# How do i ride a walk pirouette?



## alex_mac30 (25 November 2014)

I am really stuck with riding a walk pirouette, can anyone explain the aids and also what exercises you use to build up to actually doing the pirouette.
I cant work out what I should be asking for and my poor horse is getting very confused. 
I have been riding then from squares, but i think I am pulling the front end round too much.
thanks


----------



## Cortez (25 November 2014)

Not easily explainable in writing - why don't you get a lesson from a decent instructor who can teach/demonstrate to both you and your horse what to do? If you've never done one before, it is much easier to first show the horse, then the rider.


----------



## romulus (25 November 2014)

Firstly is the horse ready to do walk pirouette?  It requires the horse to take the weight back onto the quarters and engage their core muscles efficiently.  Before even thinking about it the horse needs to move in rhythm and balance, be straight and understand basic lateral work.  I introduce it from quarters in working from straight lines onto a circle gradually decreasing the size of the circle but always maintaining forward motion.  I find that doing it on or from a square can in encourage the movement to become too static and as a resistance the horse may step back which is a difficult fault to overcome leading the horse to come behind the bit.  It will take time and I am sure that there are faster methods but I find that this way limits tension and it is easy to teach canter pirouettes using this method.


----------



## lizziebell (25 November 2014)

romulus said:



			Firstly is the horse ready to do walk pirouette?  It requires the horse to take the weight back onto the quarters and engage their core muscles efficiently.  Before even thinking about it the horse needs to move in rhythm and balance, be straight and understand basic lateral work.  I introduce it from quarters in working from straight lines onto a circle gradually decreasing the size of the circle but always maintaining forward motion.  I find that doing it on or from a square can in encourage the movement to become too static and as a resistance the horse may step back which is a difficult fault to overcome leading the horse to come behind the bit.  It will take time and I am sure that there are faster methods but I find that this way limits tension and it is easy to teach canter pirouettes using this method.
		
Click to expand...

This ^^^^
Remember to keep the walk active with the hind legs. This is a great video showing a good walk pirouette -
http://m.youtube.com/watch?v=sGA2WAhDE34


----------



## Simon Battram (25 November 2014)

Sorry but the video link to the walk pirouette is not a good example. The horse is over bent, short in the neck, tense through the jaw and swishing the tail.

Aids for a walk pirouette:
- Inside leg at the girth providing the forward energy
- Inside rein asking for the bend
- Outside leg guiding the hindquarters
- Outside rein guiding the outside shoulder
- Weight on inside seat bone
- Upper body turning to face the horses ears

- The horse should be light to the bridle, soft to the hand with acceptance of the contact.

Rows from an object pointing dataset
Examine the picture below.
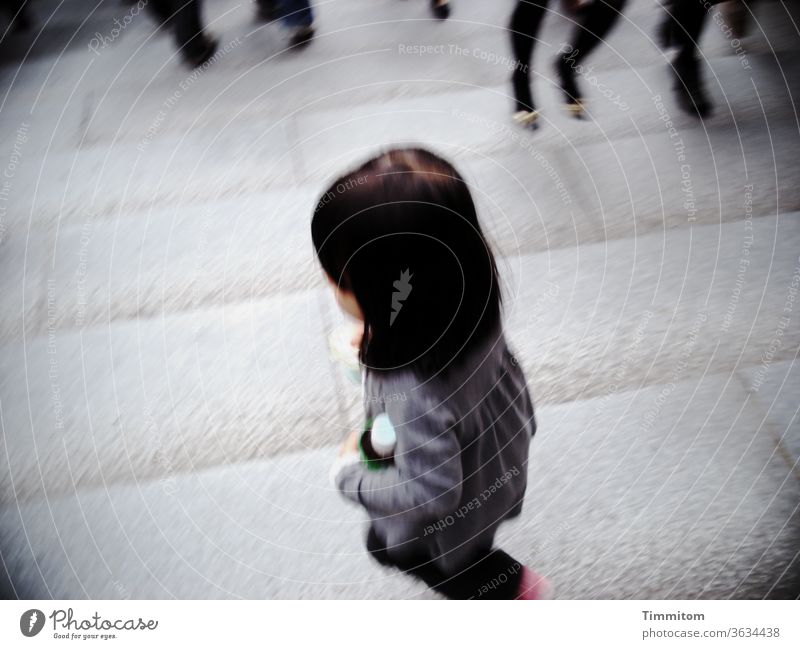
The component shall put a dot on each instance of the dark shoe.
(689, 89)
(206, 50)
(301, 36)
(440, 8)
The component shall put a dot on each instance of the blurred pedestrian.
(18, 12)
(682, 28)
(436, 370)
(184, 17)
(296, 15)
(440, 8)
(594, 20)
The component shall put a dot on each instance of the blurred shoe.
(527, 119)
(534, 586)
(208, 48)
(301, 36)
(689, 91)
(440, 8)
(736, 15)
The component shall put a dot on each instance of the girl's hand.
(350, 445)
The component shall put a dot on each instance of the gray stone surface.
(167, 404)
(676, 494)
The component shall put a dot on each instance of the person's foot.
(206, 49)
(440, 8)
(534, 586)
(569, 88)
(689, 89)
(527, 119)
(301, 36)
(267, 11)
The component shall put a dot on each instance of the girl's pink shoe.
(534, 586)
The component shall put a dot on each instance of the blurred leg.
(525, 22)
(596, 20)
(185, 19)
(688, 18)
(492, 575)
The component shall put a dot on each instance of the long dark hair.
(401, 232)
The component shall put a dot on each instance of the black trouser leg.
(525, 22)
(597, 19)
(688, 20)
(184, 17)
(491, 575)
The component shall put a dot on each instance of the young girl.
(400, 242)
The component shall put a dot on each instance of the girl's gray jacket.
(460, 464)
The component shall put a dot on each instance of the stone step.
(139, 398)
(694, 502)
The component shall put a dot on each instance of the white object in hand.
(382, 437)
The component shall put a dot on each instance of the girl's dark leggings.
(492, 575)
(594, 22)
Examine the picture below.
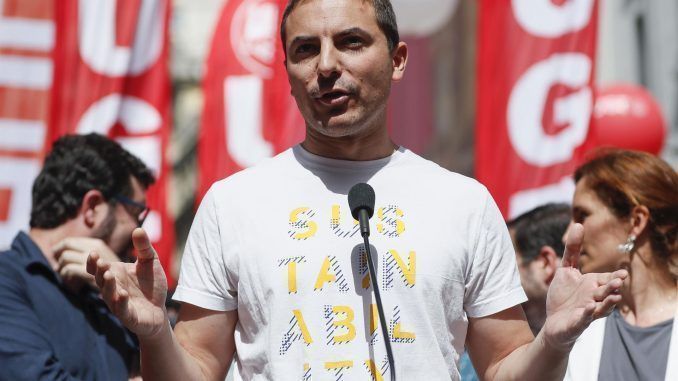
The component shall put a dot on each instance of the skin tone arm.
(201, 346)
(502, 346)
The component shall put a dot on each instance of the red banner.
(535, 75)
(26, 42)
(249, 114)
(111, 77)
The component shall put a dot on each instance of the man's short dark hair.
(76, 165)
(541, 226)
(382, 9)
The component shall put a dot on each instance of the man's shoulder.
(12, 267)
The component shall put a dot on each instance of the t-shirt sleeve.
(208, 276)
(492, 281)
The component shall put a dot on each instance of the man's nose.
(567, 231)
(328, 63)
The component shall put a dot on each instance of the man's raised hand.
(135, 292)
(574, 299)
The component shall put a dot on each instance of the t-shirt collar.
(312, 160)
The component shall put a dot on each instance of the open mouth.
(333, 98)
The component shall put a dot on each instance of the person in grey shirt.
(628, 204)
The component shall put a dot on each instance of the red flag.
(535, 75)
(111, 77)
(26, 42)
(249, 114)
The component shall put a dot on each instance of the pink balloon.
(627, 116)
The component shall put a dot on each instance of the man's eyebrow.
(351, 31)
(301, 39)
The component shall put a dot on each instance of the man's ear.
(399, 61)
(640, 215)
(548, 260)
(93, 207)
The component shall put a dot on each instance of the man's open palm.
(135, 292)
(574, 299)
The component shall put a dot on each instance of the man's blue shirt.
(49, 333)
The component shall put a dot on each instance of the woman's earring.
(627, 248)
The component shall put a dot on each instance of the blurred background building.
(636, 44)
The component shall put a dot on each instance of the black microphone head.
(361, 196)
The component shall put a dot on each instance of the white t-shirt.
(277, 242)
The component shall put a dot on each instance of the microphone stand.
(365, 232)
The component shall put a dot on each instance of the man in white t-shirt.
(274, 267)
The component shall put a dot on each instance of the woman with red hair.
(628, 204)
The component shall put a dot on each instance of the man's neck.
(45, 239)
(373, 145)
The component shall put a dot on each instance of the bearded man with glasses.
(89, 196)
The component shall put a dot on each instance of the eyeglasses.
(139, 210)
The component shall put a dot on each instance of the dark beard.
(105, 232)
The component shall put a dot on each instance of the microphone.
(361, 202)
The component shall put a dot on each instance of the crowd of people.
(587, 291)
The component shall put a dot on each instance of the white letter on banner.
(136, 116)
(16, 175)
(244, 137)
(526, 109)
(544, 19)
(97, 37)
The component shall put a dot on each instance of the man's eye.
(579, 217)
(304, 49)
(353, 41)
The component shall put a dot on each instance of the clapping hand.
(574, 299)
(71, 256)
(135, 292)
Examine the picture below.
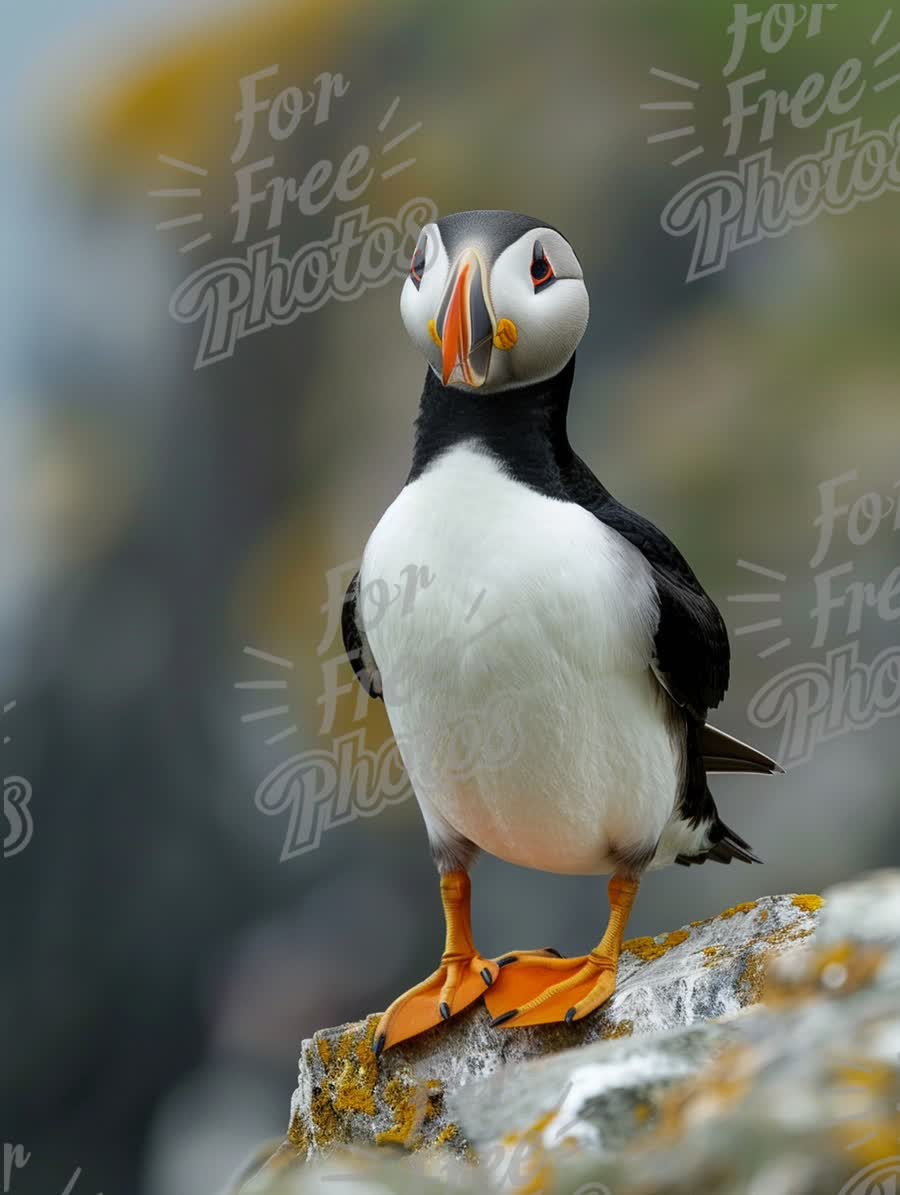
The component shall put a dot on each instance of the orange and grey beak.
(465, 324)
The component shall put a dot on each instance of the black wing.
(692, 653)
(356, 645)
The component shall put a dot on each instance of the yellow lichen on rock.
(808, 902)
(411, 1105)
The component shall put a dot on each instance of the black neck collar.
(524, 428)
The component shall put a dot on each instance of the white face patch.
(549, 318)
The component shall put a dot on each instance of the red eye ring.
(542, 271)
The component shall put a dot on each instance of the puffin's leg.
(461, 978)
(539, 990)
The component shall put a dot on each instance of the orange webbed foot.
(539, 991)
(458, 982)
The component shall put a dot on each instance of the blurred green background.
(160, 964)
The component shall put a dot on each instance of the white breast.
(516, 668)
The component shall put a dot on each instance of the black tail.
(726, 845)
(723, 753)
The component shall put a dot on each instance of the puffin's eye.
(542, 271)
(417, 267)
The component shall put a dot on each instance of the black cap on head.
(494, 230)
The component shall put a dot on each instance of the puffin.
(549, 672)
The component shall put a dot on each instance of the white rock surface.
(684, 1083)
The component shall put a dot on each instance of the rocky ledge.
(757, 1051)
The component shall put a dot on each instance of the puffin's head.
(494, 300)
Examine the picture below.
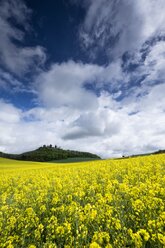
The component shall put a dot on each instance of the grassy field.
(110, 203)
(72, 160)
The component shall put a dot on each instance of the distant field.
(71, 160)
(106, 203)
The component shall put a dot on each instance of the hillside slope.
(49, 153)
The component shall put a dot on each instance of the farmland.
(109, 203)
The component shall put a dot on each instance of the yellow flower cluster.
(111, 203)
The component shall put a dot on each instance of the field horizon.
(113, 203)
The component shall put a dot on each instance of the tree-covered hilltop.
(49, 153)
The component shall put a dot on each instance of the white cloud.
(121, 26)
(16, 58)
(62, 85)
(112, 129)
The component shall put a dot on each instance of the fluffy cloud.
(62, 85)
(13, 56)
(112, 129)
(121, 26)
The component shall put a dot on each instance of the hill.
(49, 153)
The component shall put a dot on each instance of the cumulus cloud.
(13, 56)
(116, 27)
(135, 125)
(62, 85)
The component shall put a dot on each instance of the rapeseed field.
(111, 203)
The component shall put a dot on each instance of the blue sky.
(86, 75)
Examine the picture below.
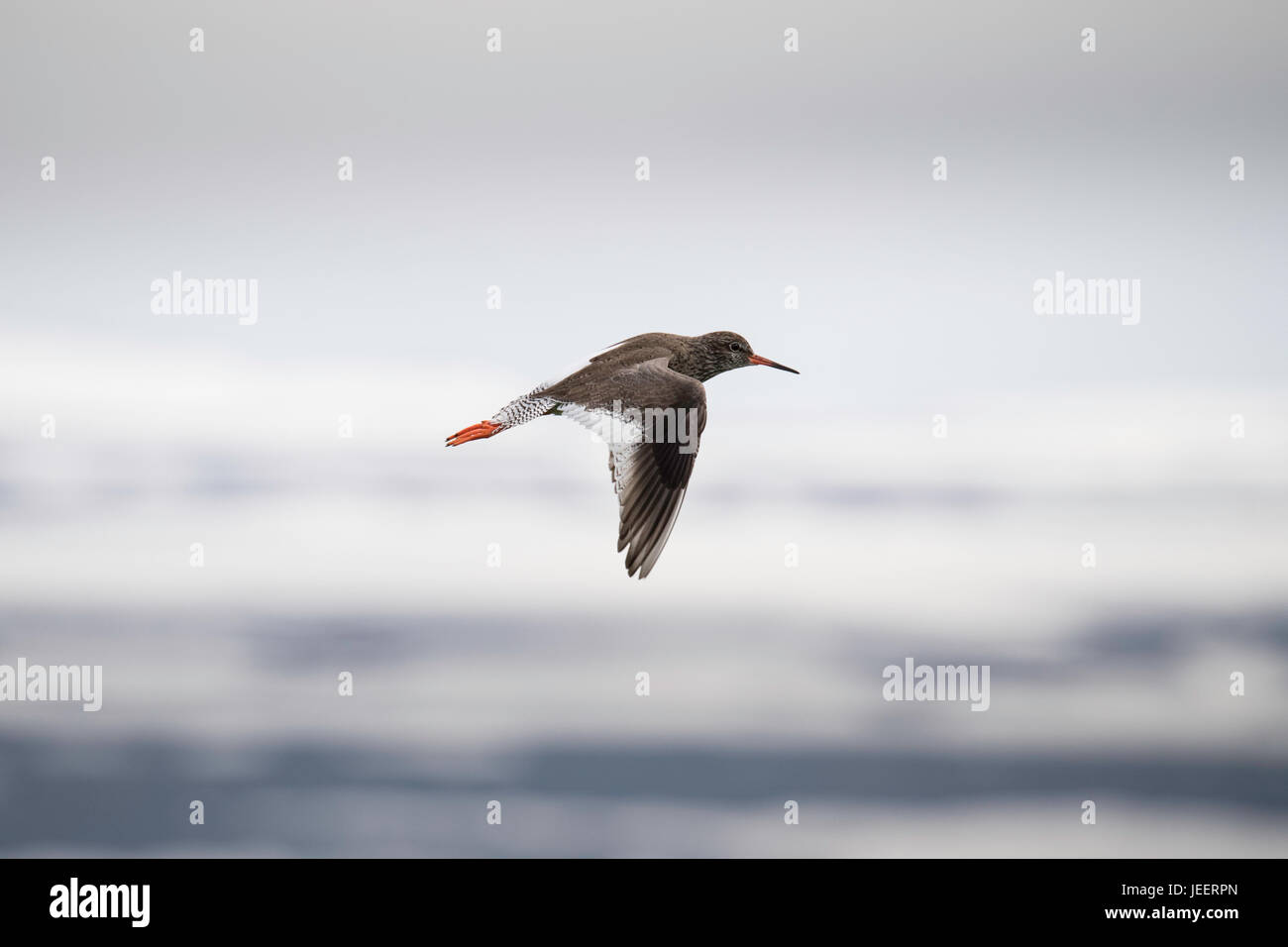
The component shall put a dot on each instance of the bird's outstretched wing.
(652, 419)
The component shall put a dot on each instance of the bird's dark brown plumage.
(658, 372)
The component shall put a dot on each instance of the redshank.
(643, 397)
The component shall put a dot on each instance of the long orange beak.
(758, 360)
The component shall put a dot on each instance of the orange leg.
(473, 433)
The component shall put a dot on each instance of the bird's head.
(717, 352)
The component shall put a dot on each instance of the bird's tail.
(518, 411)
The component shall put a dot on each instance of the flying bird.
(644, 397)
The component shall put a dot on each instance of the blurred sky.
(768, 169)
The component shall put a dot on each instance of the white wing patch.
(606, 428)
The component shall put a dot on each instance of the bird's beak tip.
(758, 360)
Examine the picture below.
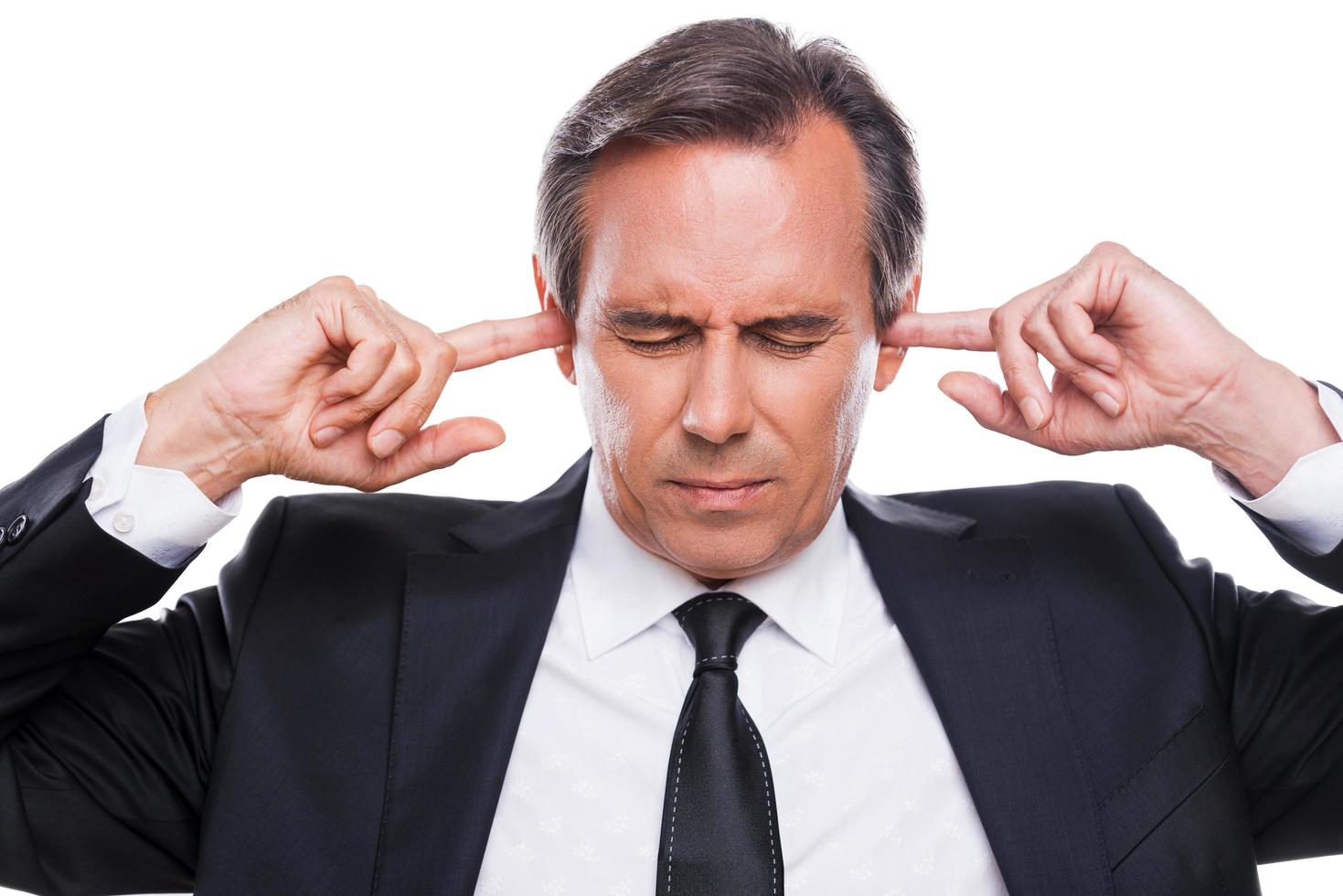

» REQUIRED TASKS
**a.** In the forum thread about riding a walk pirouette, what does Simon Battram say the outside leg does?
**b.** Print the portion of the walk pirouette thread starting with "I am really" and going on through "round too much.".
These lines have nothing to do with what is asked here.

» RESULTS IN ORDER
**a.** It guides the hindquarters.

**b.**
I am really stuck with riding a walk pirouette, can anyone explain the aids and also what exercises you use to build up to actually doing the pirouette.
I cant work out what I should be asking for and my poor horse is getting very confused. 
I have been riding then from squares, but i think I am pulling the front end round too much.